§ THE PROBLEM
Lines from the one containing "For the distant hill" through the end of the entries below: set them down exactly, both ends included, with nothing added.

─── STUDY MATERIAL ───

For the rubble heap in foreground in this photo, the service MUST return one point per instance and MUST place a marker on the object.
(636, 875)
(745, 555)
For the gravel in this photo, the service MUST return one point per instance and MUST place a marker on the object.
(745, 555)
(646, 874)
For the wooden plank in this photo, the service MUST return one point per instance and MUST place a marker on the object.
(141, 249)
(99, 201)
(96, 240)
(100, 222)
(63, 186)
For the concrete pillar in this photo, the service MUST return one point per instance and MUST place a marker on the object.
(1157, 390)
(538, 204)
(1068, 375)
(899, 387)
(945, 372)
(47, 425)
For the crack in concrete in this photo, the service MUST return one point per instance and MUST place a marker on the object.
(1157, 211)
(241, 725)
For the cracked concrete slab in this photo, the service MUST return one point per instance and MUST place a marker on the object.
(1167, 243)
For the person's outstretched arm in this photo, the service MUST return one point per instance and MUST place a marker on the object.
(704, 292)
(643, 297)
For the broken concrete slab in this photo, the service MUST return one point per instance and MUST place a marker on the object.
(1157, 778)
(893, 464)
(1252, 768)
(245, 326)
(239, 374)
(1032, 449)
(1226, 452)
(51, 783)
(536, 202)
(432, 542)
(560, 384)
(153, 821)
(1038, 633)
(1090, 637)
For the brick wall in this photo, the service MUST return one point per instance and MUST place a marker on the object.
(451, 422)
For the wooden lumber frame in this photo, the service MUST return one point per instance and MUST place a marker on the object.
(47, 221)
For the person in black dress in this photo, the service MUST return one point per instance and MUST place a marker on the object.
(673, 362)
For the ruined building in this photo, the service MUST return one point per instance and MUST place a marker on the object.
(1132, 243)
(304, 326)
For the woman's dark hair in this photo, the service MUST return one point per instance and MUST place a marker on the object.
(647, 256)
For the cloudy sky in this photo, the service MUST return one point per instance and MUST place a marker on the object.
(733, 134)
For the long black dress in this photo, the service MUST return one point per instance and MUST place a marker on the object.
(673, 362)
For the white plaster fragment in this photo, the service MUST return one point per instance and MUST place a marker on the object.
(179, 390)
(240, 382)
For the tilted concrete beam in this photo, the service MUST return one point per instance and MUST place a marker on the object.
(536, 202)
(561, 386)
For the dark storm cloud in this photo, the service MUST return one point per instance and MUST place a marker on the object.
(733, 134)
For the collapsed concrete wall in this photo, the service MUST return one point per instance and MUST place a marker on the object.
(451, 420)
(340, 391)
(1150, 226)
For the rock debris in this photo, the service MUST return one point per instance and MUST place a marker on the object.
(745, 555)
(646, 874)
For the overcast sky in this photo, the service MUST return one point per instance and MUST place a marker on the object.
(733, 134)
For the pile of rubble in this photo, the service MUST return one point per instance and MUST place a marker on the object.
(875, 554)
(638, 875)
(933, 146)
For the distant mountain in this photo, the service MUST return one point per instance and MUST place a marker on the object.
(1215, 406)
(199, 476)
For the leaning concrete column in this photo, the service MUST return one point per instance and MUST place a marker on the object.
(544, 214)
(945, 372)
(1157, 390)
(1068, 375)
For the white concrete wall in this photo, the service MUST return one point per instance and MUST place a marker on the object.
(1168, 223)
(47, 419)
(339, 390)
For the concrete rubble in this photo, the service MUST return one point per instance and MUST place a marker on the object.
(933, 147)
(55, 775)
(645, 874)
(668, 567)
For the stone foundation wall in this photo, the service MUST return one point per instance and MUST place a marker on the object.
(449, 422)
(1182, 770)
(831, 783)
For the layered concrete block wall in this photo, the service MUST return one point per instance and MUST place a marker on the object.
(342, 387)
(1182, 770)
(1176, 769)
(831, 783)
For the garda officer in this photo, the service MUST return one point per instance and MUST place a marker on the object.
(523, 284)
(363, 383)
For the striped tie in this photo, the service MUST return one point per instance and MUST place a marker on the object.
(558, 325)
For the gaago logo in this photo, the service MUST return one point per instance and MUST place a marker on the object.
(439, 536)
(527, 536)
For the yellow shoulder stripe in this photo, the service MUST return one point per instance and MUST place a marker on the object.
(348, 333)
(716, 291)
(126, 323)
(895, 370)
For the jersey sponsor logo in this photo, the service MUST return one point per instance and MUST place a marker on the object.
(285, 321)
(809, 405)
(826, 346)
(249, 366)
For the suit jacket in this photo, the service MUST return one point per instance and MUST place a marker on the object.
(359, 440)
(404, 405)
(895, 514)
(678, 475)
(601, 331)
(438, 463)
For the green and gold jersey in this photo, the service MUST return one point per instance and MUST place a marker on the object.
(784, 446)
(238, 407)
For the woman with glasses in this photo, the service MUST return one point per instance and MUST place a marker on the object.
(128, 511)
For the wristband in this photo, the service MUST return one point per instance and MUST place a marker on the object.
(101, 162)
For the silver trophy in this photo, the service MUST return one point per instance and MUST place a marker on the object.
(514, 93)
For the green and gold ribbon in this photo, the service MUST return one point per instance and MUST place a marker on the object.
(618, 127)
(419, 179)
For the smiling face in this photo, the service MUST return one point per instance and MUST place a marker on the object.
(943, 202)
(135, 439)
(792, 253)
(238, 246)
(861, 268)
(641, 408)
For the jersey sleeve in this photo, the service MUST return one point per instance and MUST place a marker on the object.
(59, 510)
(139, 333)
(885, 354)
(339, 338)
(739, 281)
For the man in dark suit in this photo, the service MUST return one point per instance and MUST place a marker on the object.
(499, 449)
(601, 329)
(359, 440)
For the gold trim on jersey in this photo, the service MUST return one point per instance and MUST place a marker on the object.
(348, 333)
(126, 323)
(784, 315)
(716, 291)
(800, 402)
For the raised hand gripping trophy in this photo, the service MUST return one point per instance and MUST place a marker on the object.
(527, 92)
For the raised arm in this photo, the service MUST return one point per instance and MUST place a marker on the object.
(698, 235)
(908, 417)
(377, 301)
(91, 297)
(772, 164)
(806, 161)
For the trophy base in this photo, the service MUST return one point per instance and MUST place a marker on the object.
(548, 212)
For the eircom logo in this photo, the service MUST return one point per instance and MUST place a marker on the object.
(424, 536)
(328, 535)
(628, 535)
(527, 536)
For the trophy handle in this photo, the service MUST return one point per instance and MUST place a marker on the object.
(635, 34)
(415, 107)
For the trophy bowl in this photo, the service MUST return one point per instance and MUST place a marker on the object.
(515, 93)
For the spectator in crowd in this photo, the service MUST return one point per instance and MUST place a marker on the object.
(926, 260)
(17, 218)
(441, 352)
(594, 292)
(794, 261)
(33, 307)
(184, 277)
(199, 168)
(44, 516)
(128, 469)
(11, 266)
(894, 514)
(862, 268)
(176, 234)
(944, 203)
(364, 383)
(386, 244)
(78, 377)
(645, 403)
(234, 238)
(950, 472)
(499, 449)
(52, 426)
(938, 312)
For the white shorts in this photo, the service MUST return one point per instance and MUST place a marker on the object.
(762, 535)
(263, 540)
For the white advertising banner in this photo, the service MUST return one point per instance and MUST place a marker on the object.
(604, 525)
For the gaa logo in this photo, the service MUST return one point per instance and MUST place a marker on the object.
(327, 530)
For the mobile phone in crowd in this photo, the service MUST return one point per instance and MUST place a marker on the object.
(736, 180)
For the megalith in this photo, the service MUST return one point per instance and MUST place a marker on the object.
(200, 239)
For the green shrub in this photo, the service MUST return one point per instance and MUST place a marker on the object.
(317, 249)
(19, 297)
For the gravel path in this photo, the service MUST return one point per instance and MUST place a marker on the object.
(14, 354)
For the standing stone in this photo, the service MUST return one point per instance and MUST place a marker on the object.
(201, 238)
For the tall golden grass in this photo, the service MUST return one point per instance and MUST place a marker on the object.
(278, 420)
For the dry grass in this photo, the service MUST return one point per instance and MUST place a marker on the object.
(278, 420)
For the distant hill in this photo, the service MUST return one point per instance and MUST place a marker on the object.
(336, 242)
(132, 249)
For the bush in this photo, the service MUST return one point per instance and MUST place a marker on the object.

───

§ ANSWER FOR THIS EXERCISE
For the distant hill in this photo, the service MUST return one point per instance and MUST place a marker on the object.
(336, 242)
(132, 249)
For the bush in this photo, the service MUST return one point per instance and MUST place a marker on the object.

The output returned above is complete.